**Requirements**
Render every line of the records below as a Markdown table with the columns Row and Line. Number the rows in order and leave out any blank lines.

**Exercise data**
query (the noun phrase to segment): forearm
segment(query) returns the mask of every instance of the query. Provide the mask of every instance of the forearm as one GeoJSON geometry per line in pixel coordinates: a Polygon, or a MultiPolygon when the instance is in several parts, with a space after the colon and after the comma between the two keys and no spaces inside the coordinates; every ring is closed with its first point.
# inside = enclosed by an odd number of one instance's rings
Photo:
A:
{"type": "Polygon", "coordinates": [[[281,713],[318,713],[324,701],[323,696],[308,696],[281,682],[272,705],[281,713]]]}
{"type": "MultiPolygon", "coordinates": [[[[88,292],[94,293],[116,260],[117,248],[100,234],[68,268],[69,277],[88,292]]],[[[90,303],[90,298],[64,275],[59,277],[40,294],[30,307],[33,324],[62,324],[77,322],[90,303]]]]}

**Answer to the problem**
| Row | Line |
|---|---|
| 1 | query (the noun phrase to segment): forearm |
| 2 | segment(query) returns the mask of every instance of the query. Provide the mask of every instance of the forearm as one GeoJSON geometry per line in pixel coordinates: a Polygon, or a MultiPolygon when the instance is in several parts, with a space after the colon and after the comma between the two keys and no spaces inside the coordinates; every ring is closed with its first point. |
| 3 | # inside = enclosed by an odd number of one instance's rings |
| 4 | Photo: |
| 5 | A: |
| 6 | {"type": "Polygon", "coordinates": [[[281,713],[318,713],[324,701],[323,696],[308,696],[281,682],[272,705],[281,713]]]} |
| 7 | {"type": "MultiPolygon", "coordinates": [[[[88,292],[94,293],[116,260],[117,248],[100,234],[68,268],[69,277],[88,292]]],[[[90,303],[90,298],[64,275],[59,277],[40,294],[30,307],[33,324],[62,324],[77,322],[90,303]]]]} |